For each record, copy the text exactly and omit any picture it holds.

=====

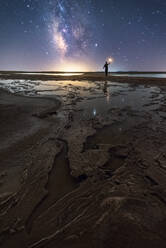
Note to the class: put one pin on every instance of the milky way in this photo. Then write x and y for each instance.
(71, 27)
(51, 34)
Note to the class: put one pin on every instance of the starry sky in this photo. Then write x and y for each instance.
(80, 35)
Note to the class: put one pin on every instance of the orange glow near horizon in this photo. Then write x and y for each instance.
(110, 60)
(73, 67)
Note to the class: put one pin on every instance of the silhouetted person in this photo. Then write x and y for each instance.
(105, 88)
(106, 68)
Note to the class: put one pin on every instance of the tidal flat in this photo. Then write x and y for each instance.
(83, 161)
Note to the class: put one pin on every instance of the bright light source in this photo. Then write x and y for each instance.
(110, 60)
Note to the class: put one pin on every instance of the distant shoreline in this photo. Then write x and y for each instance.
(87, 76)
(91, 72)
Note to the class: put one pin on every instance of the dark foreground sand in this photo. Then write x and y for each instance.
(59, 188)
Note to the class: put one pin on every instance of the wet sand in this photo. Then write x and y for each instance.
(89, 76)
(88, 171)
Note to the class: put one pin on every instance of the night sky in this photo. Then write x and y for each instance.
(81, 34)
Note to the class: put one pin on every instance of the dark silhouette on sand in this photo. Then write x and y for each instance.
(105, 88)
(106, 68)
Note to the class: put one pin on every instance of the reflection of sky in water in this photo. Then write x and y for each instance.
(119, 97)
(52, 74)
(96, 97)
(149, 75)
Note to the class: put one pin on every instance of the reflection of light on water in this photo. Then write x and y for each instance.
(94, 112)
(108, 97)
(52, 74)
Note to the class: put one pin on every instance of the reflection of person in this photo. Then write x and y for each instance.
(105, 90)
(106, 68)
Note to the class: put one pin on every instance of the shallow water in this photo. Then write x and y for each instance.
(52, 74)
(96, 98)
(149, 75)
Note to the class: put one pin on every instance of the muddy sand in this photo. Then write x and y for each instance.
(86, 169)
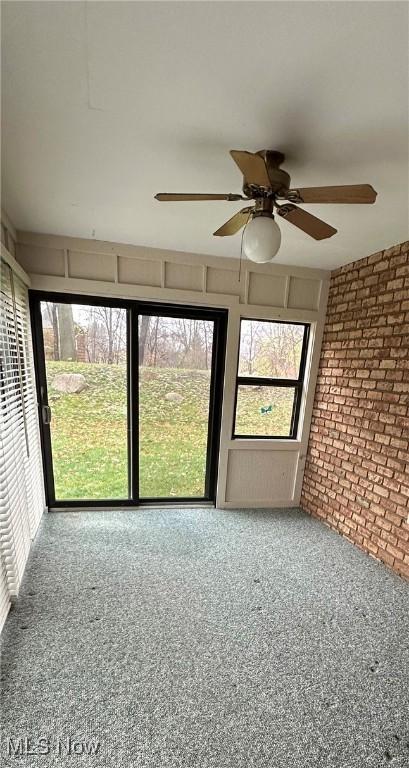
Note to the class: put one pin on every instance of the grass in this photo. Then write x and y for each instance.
(89, 430)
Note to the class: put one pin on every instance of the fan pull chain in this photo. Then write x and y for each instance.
(241, 249)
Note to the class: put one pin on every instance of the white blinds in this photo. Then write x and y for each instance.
(21, 484)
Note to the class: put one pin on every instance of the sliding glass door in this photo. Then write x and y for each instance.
(175, 367)
(129, 399)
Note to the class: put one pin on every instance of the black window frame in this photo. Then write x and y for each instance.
(134, 308)
(267, 381)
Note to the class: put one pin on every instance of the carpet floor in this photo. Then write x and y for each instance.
(204, 638)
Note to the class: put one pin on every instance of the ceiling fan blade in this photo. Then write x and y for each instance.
(351, 193)
(172, 197)
(314, 227)
(236, 222)
(252, 166)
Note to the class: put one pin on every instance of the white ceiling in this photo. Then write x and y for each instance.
(107, 103)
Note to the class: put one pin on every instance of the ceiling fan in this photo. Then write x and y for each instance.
(266, 183)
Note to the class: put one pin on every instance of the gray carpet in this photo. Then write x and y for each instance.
(206, 639)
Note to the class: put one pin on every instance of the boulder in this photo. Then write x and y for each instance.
(173, 397)
(69, 383)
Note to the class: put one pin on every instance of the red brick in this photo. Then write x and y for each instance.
(357, 469)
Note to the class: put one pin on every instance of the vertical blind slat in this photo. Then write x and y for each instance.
(21, 484)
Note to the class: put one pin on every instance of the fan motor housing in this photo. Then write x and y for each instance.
(279, 180)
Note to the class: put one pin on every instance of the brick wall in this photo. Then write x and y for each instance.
(357, 468)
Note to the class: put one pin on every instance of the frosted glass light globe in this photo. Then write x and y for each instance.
(261, 239)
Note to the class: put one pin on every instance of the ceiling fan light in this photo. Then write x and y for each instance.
(261, 239)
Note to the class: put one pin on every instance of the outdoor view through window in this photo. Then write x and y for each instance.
(85, 350)
(175, 362)
(85, 354)
(269, 378)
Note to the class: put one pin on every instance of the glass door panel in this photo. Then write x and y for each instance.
(175, 374)
(85, 351)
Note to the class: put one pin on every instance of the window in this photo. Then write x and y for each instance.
(21, 489)
(270, 379)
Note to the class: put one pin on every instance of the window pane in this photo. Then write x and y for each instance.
(264, 411)
(270, 349)
(85, 352)
(175, 361)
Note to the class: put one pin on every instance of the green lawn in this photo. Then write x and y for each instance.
(89, 430)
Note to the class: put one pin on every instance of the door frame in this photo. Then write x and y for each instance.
(133, 307)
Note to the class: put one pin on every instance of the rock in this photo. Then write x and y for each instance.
(69, 383)
(173, 397)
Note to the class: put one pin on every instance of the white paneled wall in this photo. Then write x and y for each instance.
(263, 472)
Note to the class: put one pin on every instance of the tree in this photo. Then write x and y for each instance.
(66, 335)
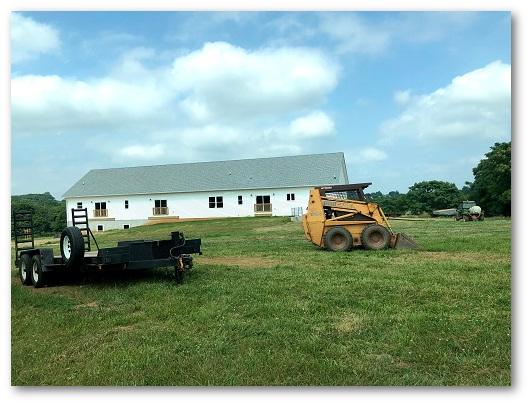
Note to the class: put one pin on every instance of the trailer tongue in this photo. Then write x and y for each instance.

=====

Answer to the problem:
Note to the class: put one pin on every instance of the milky way in this photo. Then write x and y for each instance.
(71, 27)
(51, 34)
Note to the class: put one pin on every instance of the starry sky in this photo. Then write x and y for each instance.
(80, 35)
Note to the class: put one pin on every instance of the orange glow near horizon in this photo. Then write x and y for each instance.
(110, 60)
(73, 67)
Note to the class: put one pin on every instance of the silhouetted person in this photo. Then write x and y for each instance.
(105, 88)
(106, 68)
Note to the class: put one pin on every instance of the tidal flat in this photo. Then write x and y for each instance.
(83, 161)
Note to the class: put one pin on every instance of the bright light source in this photo. Then write x and y for each instance.
(110, 60)
Note to the class: put one pin on every instance of the distant shoreline in this photo. Then write x and y for each instance.
(87, 76)
(91, 72)
Note to the class: put one pin on every instance of the dark foreground sand in this photo. Then write x and y for each instance.
(59, 188)
Note to the class: put one pin on every instance of the wet sand in this photo. Then write x and y for each instance.
(89, 76)
(88, 171)
Note to the class: put one pin on every instance of the night sky in this photo. Then write x and y for each instance.
(81, 34)
Note to the class: put one pin on every instance of the dark silhouette on sand in this photo. Then write x and y for each instance.
(105, 88)
(106, 68)
Note to the class: put one pin on every instance of the reflection of sky in water in this photo. Then write x and y for each instance.
(119, 97)
(52, 74)
(96, 97)
(149, 75)
Note to the class: put one pin on every instance of the reflection of light on water in this photo. Then write x and y for each instance.
(94, 112)
(108, 97)
(52, 74)
Note to the class: put one pin on every instance of the reflection of person in this photo. Then write x and y for each instance.
(105, 90)
(106, 68)
Note to the class: put one pin on every instance of the shallow water in this photo. Then write x and y for each instance.
(52, 74)
(96, 98)
(149, 75)
Note to the class: put one pin on every instance of the muddy sand in this photo. Then write x and y for each instance.
(86, 169)
Note to the class: put one pin on every instance of the grass in this photo. Then write x and y for each instance.
(89, 430)
Note to the class: put one pin on every instance of the fan pull chain in this photo. Then write x and y for each instance.
(241, 249)
Note to the class: put one pin on every instance of the white blinds in this photo. Then write x and y for each instance.
(21, 484)
Note to the class: put one pin on every instance of the sliding glass door in this photo. Then write x and y for each instance.
(175, 367)
(129, 399)
Note to the class: put one pin on every instance of the black window frame in this photo. Then write x and y for each instance.
(134, 308)
(267, 381)
Note to the class: put one pin on every instance of the carpet floor in this photo. Then write x and y for each instance.
(204, 638)
Note to the class: put one pin on every instance of the ceiling fan blade in this photo. Then write x and y for each instance.
(351, 193)
(172, 197)
(314, 227)
(236, 222)
(252, 166)
Note to the class: put one pin on every instance of the white ceiling in this photo. Then write x and y for each instance.
(107, 103)
Note to the class: put one pin on every instance of the ceiling fan in this photo. Then write x and y for each instance.
(266, 183)
Note to the class: put one pin on every instance of the gray carpet in this photo. Then write x and y for each instance.
(206, 639)
Note to the class: put one pin on every instance of the boulder in this photo. Then write x and y for each instance.
(173, 397)
(69, 383)
Note to the class: put one pin on every instance of the red brick in this photo. Then write x and y for each instance.
(357, 469)
Note to the class: put one pin on every instance of the vertical blind slat in this photo. Then write x and y for each instance.
(21, 484)
Note to the class: put one pin on every instance of the fan motor housing in this photo. Then write x and y for each instance.
(279, 180)
Note to the class: put one pin on every instance of the brick wall in this photo. Then write x and y for each instance.
(357, 468)
Note to the class: put one pin on every instance of the frosted glass light globe in this photo. Then write x and y for each instance.
(261, 239)
Note to the class: put one pin on every instance of the ceiling fan light in this photo. Then write x and y for each instance.
(261, 239)
Note to the class: put one pin on every instance of the outdoor view through window in this photo. Then write x and y for each instance.
(85, 350)
(175, 362)
(85, 354)
(269, 378)
Note to the class: put one pin on every instance of the glass door panel in this photo. Then write x and y for each instance.
(175, 374)
(85, 351)
Note to the class: put one pin on every instance of the window in this photo. Then write x and y for each instance.
(21, 489)
(270, 379)
Note to the class: put one pin on every instance of the window pane in this photo. Then write x and y for each instance.
(264, 411)
(270, 349)
(85, 352)
(175, 361)
Note to the class: put one pin on every instance of the green lawn in this photo. Then write x and y for each instance.
(89, 430)
Note to the class: put one pin on every instance of the door frame in this photo. Then write x and y for each instance.
(133, 307)
Note to the class: put one pin on every instance of the rock in this photo. Then write x and y for each instance.
(69, 383)
(173, 397)
Note to the class: put one pin on every instance of the white paneled wall in this photo. Then write x and y for each instance.
(263, 472)
Note to the class: put one pin on every instance of the tree in this photo. Then write x and y for each instance.
(66, 335)
Note to the class: put one pin on every instance of the trailer tongue in this photo. Then write x and y for each instance.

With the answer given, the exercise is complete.